SHORT EXERCISE » Copy all of the data below word for word, but leave out the pictures.

MATERIAL TO PROCESS »
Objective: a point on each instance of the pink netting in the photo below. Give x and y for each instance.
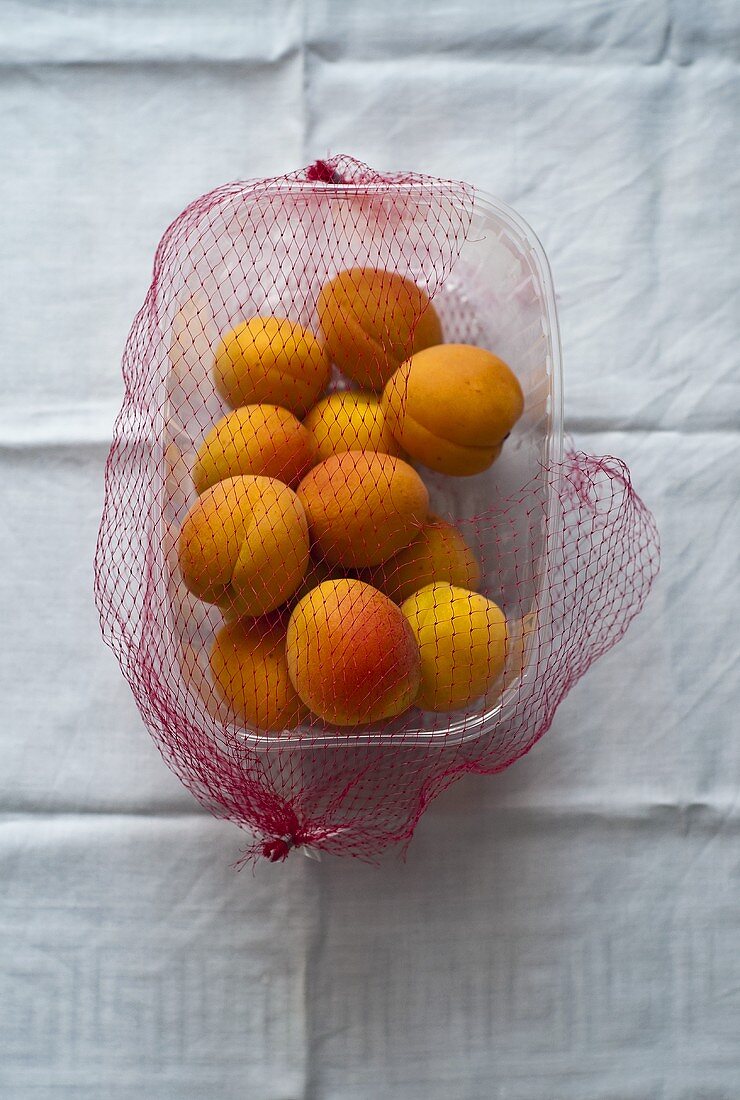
(335, 582)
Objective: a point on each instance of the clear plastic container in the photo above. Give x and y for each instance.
(498, 295)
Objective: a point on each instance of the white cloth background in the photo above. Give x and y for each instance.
(567, 931)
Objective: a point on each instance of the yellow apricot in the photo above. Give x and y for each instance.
(274, 361)
(363, 507)
(350, 421)
(373, 320)
(255, 439)
(251, 675)
(462, 639)
(451, 407)
(351, 655)
(244, 545)
(438, 553)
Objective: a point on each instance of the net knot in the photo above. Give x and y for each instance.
(321, 172)
(278, 848)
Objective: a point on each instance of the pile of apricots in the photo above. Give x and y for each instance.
(343, 597)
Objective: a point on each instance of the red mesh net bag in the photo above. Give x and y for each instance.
(343, 558)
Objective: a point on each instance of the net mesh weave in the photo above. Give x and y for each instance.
(565, 549)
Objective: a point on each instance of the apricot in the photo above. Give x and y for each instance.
(256, 439)
(251, 675)
(451, 407)
(350, 421)
(373, 320)
(363, 507)
(271, 360)
(244, 545)
(351, 655)
(438, 553)
(462, 639)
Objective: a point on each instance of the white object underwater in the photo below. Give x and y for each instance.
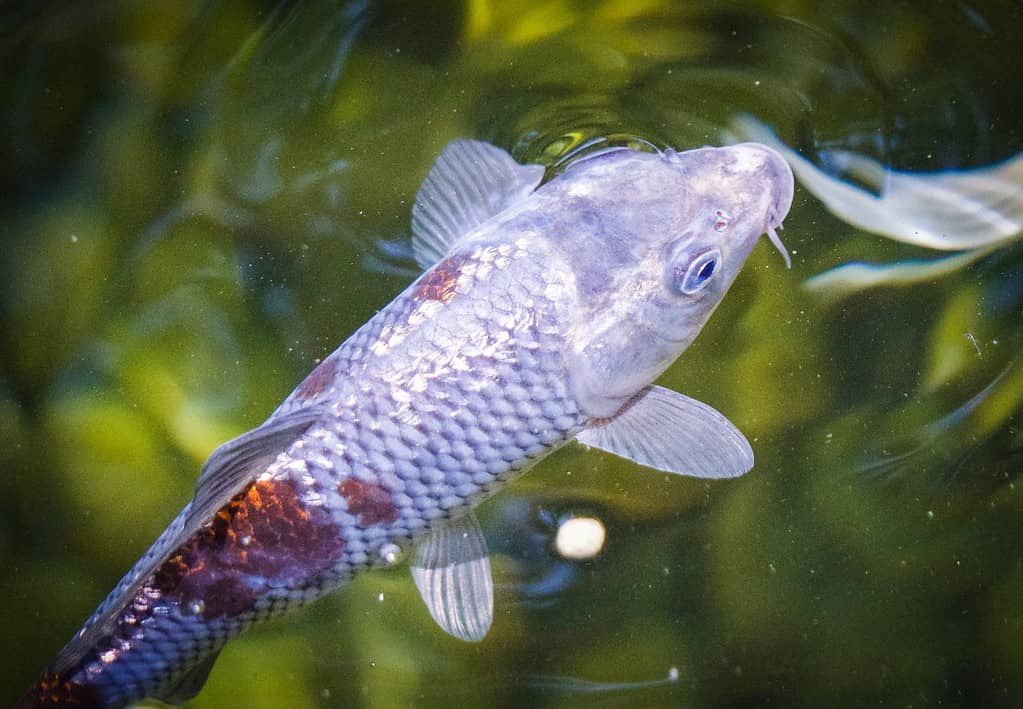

SOLVED EXERCISE »
Objective: a point on each instance of the pink netting in the photo below. Give x and y for each instance.
(335, 582)
Objective: a point on each instance of the clear plastic container in the photo above. Give x and y for each instance.
(498, 295)
Objective: a point on each instance of the white cloth background in the photo above. Give x and y for each instance.
(567, 931)
Objective: a point on each instance of the yellow apricot in the photo above. Give x and y for each instance.
(274, 361)
(363, 507)
(350, 421)
(373, 320)
(255, 439)
(251, 675)
(462, 639)
(451, 407)
(351, 655)
(244, 545)
(438, 553)
Objective: a point on each instance of the net knot in the photo above. Give x and y for each instance.
(321, 172)
(278, 848)
Objective: a point on each instance of the pile of apricots in the photo above. Give x and y for each instance.
(343, 597)
Objective: a point on each instance of the red mesh net bag in the photo above. Give x and y for each instance.
(343, 558)
Objective: a point on each instance of the net mesh weave in the photo above. Give x and y for each instance.
(565, 549)
Objective: a point on each instance of the apricot in the photo above. Give x and y for each instance.
(256, 439)
(251, 675)
(451, 407)
(350, 421)
(373, 320)
(363, 507)
(271, 360)
(244, 545)
(351, 655)
(438, 553)
(462, 639)
Objective: a point on each instance of the white object underwater in the photo below. Give x and y for each instance.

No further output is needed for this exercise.